Page excerpt
......

With more than 500,000 dead of COVID-19 in the United States, the pandemic has raised awareness of the bitter toll infectious diseases can take, and importantly, why investing in public health and infection prevention is critical to close the glaring gaps that have been exposed.
“For many years, our tagline has been infection prevention is everyone’s business,” says Pettis, who has been an IP for more than 30 years. “Leadership gave it lip service but I’m not sure they took it as seriously as we would have liked. I think the pandemic has shone a light on infection prevention and really made them realize the value we bring to the table. The money that they put into supporting an infection control program is well worth it and really has an unbelievable value.”
As bad as the pandemic has been, it could have been worse. For example, for all the legitimate concern expressed about the emerging variants of SARS-CoV-2, other viruses like influenza and HIV are much more mutable than the pandemic coronavirus.
While emphasizing she is not downplaying the pandemic, Pettis says from an infection control standpoint a pathogen that was harder to kill in the environment would raise the stakes considerably.

......

Data extract
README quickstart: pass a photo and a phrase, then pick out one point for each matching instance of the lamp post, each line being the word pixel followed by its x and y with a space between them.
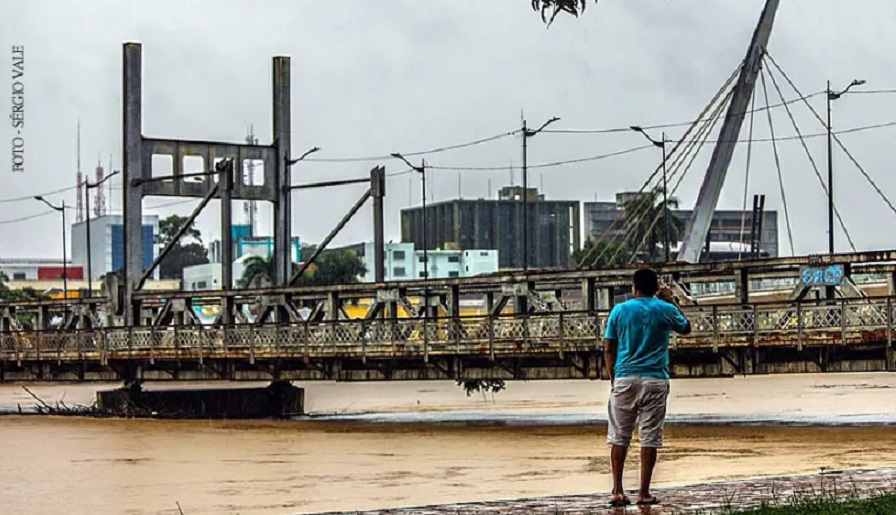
pixel 60 208
pixel 831 96
pixel 87 187
pixel 290 162
pixel 422 171
pixel 528 133
pixel 660 144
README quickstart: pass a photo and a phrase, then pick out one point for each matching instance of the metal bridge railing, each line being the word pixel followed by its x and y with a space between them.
pixel 795 323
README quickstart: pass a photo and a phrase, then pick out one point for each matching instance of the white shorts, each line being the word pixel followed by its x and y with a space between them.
pixel 639 400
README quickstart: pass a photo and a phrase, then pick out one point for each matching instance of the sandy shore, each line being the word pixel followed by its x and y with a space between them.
pixel 702 498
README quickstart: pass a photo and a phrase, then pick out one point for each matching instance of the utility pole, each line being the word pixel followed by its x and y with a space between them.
pixel 662 145
pixel 831 96
pixel 87 187
pixel 528 133
pixel 422 171
pixel 61 209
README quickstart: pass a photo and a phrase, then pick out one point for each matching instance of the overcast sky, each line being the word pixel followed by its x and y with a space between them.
pixel 370 78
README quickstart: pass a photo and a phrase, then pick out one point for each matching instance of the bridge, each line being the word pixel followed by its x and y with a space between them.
pixel 534 325
pixel 828 312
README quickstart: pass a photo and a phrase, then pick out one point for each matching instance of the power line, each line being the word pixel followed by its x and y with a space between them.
pixel 680 124
pixel 543 165
pixel 29 217
pixel 412 154
pixel 837 139
pixel 31 197
pixel 824 187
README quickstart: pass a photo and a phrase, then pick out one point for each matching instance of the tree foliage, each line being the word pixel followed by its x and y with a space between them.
pixel 330 268
pixel 25 294
pixel 188 252
pixel 644 221
pixel 551 8
pixel 599 253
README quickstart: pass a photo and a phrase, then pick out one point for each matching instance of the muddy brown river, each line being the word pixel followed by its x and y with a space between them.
pixel 380 445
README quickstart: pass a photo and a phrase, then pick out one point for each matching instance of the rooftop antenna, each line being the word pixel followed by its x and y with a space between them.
pixel 79 202
pixel 249 207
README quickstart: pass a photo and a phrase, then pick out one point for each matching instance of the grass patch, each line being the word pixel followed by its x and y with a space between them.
pixel 807 505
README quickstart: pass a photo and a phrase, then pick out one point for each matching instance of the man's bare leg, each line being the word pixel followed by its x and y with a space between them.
pixel 648 463
pixel 617 463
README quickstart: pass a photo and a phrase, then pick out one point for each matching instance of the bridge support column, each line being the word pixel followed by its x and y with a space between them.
pixel 742 286
pixel 589 300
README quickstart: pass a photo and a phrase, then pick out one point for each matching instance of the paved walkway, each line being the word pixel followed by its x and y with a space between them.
pixel 705 498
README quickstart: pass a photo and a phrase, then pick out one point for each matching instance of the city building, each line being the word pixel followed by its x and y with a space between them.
pixel 107 244
pixel 244 243
pixel 21 269
pixel 727 226
pixel 403 262
pixel 553 227
pixel 245 247
pixel 208 275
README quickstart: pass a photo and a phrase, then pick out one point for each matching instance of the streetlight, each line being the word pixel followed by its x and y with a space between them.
pixel 422 171
pixel 87 187
pixel 61 209
pixel 290 162
pixel 528 133
pixel 831 96
pixel 662 145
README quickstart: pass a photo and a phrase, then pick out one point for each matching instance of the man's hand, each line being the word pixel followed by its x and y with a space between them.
pixel 665 293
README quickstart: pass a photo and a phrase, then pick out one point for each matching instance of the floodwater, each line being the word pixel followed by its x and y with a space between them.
pixel 400 444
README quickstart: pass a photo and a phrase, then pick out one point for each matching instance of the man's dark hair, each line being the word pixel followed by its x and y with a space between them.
pixel 646 281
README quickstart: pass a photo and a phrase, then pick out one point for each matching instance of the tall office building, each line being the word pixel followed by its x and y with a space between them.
pixel 107 244
pixel 553 227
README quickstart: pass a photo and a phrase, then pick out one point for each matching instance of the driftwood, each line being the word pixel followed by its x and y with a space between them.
pixel 60 407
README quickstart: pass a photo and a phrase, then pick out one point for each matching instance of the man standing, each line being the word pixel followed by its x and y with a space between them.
pixel 636 351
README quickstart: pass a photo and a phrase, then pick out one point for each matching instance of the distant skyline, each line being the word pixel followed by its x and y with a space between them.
pixel 369 81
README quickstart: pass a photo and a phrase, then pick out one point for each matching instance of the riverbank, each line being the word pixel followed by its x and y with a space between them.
pixel 393 445
pixel 730 497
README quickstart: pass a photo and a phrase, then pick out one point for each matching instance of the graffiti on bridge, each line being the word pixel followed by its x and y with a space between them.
pixel 831 275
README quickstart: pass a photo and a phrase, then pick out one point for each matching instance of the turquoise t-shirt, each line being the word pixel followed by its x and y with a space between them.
pixel 642 326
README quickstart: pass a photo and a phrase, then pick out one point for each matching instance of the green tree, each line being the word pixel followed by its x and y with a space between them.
pixel 9 295
pixel 188 252
pixel 644 216
pixel 599 253
pixel 331 268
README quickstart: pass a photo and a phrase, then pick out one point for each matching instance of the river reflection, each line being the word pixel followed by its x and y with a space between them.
pixel 400 444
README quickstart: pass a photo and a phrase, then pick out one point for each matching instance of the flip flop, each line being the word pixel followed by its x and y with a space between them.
pixel 620 503
pixel 649 502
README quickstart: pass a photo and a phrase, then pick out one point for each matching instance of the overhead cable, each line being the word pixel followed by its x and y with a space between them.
pixel 824 186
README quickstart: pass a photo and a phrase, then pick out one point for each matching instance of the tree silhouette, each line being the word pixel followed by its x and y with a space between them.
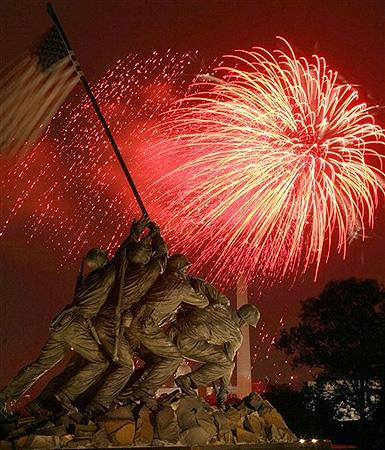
pixel 342 333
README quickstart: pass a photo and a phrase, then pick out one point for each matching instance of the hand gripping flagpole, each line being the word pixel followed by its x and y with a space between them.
pixel 102 119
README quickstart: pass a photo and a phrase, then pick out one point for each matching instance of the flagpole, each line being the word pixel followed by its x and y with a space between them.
pixel 102 119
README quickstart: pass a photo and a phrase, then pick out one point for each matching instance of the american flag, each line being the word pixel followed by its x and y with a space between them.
pixel 31 92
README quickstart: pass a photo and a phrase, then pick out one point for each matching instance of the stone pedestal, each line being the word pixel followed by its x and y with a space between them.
pixel 243 356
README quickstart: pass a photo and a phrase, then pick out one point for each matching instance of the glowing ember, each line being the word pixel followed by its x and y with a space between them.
pixel 269 167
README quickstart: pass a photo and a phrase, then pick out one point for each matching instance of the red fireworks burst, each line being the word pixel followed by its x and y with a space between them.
pixel 271 164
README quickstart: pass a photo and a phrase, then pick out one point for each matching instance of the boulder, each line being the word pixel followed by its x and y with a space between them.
pixel 101 440
pixel 243 436
pixel 256 424
pixel 144 433
pixel 125 435
pixel 166 426
pixel 235 418
pixel 194 436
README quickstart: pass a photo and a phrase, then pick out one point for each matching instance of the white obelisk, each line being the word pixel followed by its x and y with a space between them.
pixel 243 356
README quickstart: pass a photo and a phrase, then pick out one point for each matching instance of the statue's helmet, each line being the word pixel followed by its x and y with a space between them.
pixel 96 257
pixel 250 314
pixel 139 252
pixel 177 262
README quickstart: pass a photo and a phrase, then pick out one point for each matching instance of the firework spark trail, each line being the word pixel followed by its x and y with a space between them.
pixel 271 167
pixel 69 189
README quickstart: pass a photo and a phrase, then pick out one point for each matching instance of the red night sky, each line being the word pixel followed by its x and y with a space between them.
pixel 36 281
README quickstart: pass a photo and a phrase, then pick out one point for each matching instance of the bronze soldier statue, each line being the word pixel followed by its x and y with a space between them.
pixel 210 291
pixel 157 310
pixel 73 329
pixel 211 336
pixel 148 260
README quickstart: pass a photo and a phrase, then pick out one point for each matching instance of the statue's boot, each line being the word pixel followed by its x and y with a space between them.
pixel 37 409
pixel 66 403
pixel 184 383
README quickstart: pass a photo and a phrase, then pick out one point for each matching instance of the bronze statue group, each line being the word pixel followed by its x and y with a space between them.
pixel 140 303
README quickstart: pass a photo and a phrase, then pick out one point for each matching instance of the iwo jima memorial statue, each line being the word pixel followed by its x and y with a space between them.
pixel 140 303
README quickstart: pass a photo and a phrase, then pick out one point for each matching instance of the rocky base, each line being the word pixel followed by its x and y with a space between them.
pixel 179 420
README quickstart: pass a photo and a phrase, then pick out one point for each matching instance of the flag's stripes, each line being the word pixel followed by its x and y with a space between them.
pixel 29 98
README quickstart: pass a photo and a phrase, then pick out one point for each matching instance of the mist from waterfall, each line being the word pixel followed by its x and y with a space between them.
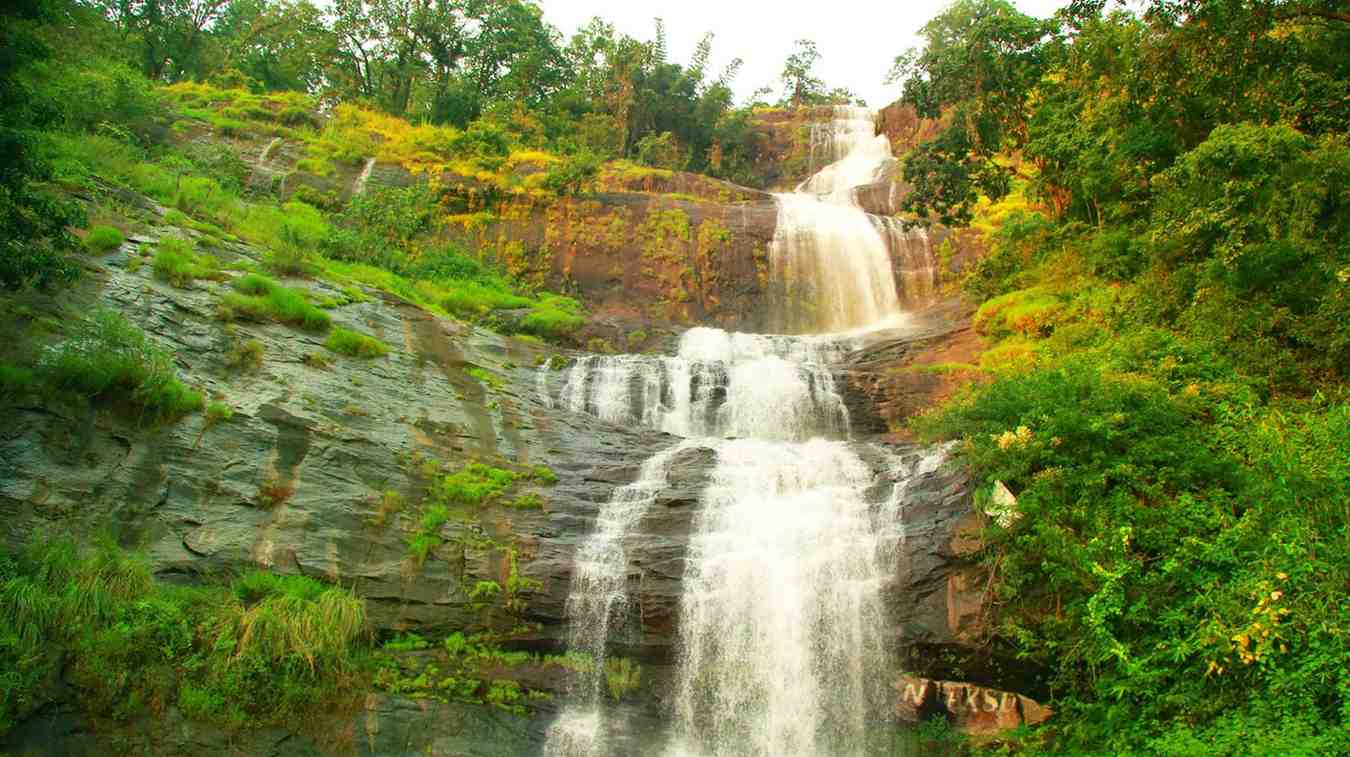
pixel 782 624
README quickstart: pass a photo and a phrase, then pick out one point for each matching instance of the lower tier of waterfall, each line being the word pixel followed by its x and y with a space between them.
pixel 782 648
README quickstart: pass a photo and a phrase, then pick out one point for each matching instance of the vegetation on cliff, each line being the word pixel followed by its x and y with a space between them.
pixel 1168 296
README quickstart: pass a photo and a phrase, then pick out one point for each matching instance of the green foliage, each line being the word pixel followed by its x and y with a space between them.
pixel 355 344
pixel 623 676
pixel 262 298
pixel 1152 535
pixel 103 239
pixel 475 485
pixel 263 651
pixel 979 64
pixel 104 355
pixel 177 263
pixel 34 223
pixel 219 413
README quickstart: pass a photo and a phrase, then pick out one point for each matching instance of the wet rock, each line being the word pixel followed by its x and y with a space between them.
pixel 974 710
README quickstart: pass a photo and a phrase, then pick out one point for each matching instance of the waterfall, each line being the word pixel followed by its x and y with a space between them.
pixel 718 385
pixel 598 597
pixel 830 262
pixel 359 186
pixel 782 622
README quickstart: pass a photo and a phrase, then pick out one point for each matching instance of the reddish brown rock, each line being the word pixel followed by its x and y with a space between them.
pixel 971 709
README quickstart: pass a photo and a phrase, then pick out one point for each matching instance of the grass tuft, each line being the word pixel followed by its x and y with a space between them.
pixel 355 344
pixel 262 298
pixel 103 239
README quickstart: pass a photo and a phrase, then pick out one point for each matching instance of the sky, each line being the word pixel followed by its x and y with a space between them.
pixel 857 39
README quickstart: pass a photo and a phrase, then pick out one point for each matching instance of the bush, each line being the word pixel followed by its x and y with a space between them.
pixel 554 317
pixel 103 239
pixel 475 485
pixel 265 649
pixel 104 354
pixel 355 344
pixel 1165 549
pixel 262 298
pixel 178 265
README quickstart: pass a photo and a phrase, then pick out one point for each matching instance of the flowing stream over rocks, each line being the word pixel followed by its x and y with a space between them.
pixel 782 622
pixel 830 262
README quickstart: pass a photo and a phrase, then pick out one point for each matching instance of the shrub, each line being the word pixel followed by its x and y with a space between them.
pixel 176 262
pixel 355 344
pixel 245 355
pixel 104 354
pixel 475 485
pixel 623 676
pixel 219 413
pixel 103 239
pixel 263 298
pixel 551 323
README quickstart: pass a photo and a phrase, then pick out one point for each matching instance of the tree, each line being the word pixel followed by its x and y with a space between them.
pixel 978 68
pixel 34 235
pixel 172 34
pixel 278 43
pixel 799 85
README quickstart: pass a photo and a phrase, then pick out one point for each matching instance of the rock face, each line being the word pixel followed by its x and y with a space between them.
pixel 971 709
pixel 324 468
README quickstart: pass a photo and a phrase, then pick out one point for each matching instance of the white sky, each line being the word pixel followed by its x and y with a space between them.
pixel 857 38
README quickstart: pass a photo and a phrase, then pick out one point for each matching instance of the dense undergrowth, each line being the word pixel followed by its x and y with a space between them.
pixel 259 649
pixel 1165 306
pixel 253 651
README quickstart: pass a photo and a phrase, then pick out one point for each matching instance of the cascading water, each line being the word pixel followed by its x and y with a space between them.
pixel 780 622
pixel 720 385
pixel 782 629
pixel 830 262
pixel 363 177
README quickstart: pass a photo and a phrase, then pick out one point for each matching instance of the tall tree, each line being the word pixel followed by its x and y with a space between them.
pixel 34 236
pixel 978 68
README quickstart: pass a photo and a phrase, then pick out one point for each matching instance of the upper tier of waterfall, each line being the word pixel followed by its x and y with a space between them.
pixel 782 626
pixel 832 266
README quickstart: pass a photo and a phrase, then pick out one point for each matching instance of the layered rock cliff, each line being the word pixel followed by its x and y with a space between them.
pixel 324 467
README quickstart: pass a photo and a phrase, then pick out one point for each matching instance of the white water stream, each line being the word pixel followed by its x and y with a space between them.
pixel 830 262
pixel 782 625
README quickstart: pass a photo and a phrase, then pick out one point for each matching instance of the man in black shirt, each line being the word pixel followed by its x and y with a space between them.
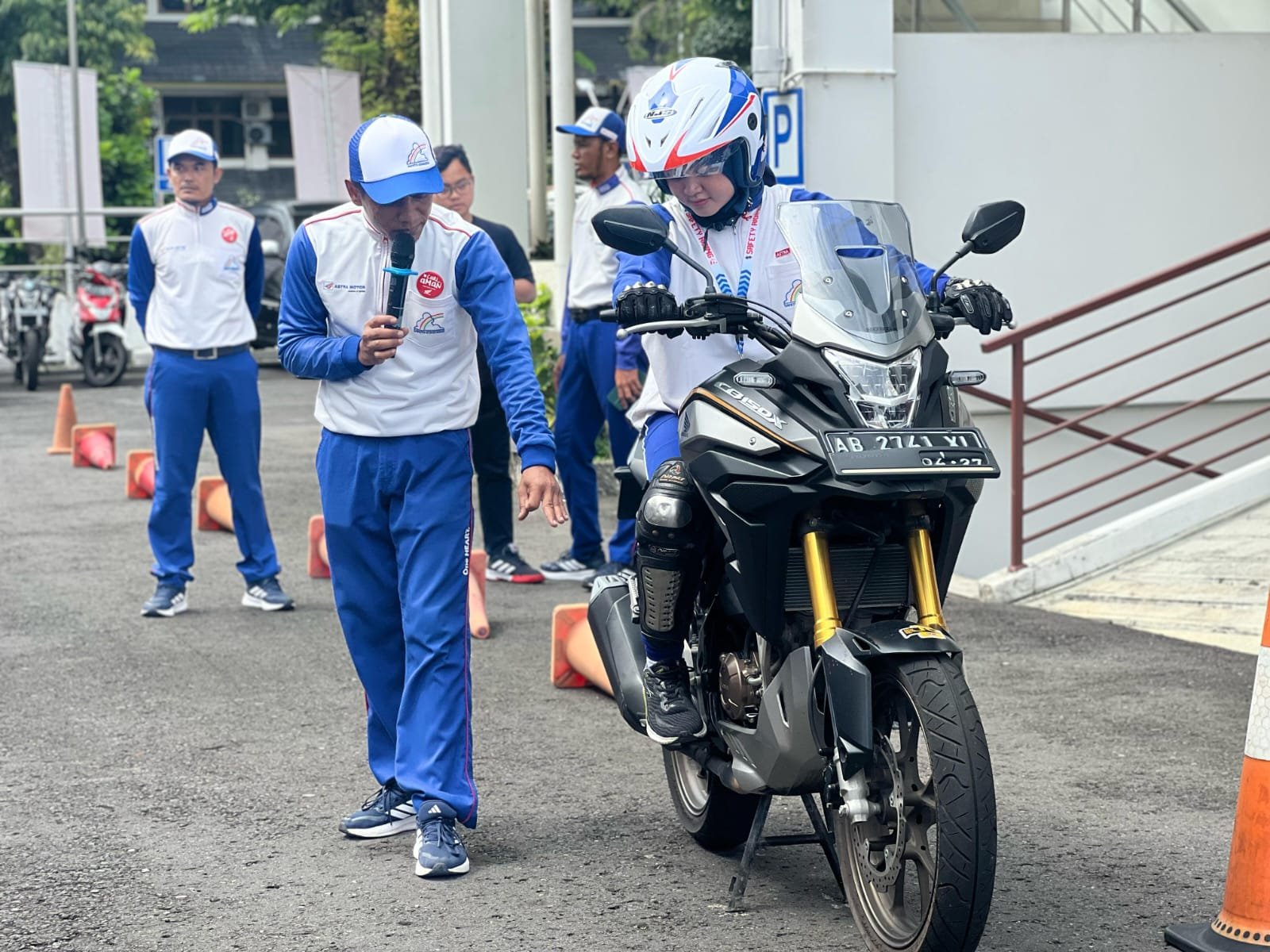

......

Brief A
According to the infection prevention passage, how long has Pettis been an IP?
Brief B
Please extend the infection prevention passage from the point where it stops.
The material is separate from the infection prevention passage.

Answer area A
More than 30 years.

Answer area B
“[SARS-CoV-2] is incredibly easy to kill in the environment — you look at it and it dies,” she says. “In terms of the germ causing it, it could have been a whole lot worse. Let’s hope this is not a dress rehearsal for an even worse pandemic.”
There remain concerns, for example, that some version of avian influenza will jump to humans, triggering the recurrent scenario where a zoonotic pathogen mutates and begins transmitting in a population with no existing immunity.
“It could be an avian flu that has a high mortality rate,” Pettis says. “Or it could be ‘organism x’ that we can’t even imagine. It’s so important as we move through this and see the light at the end of the tunnel with this pandemic, that we strategize how to close the gaps that have been identified. That is really imperative.”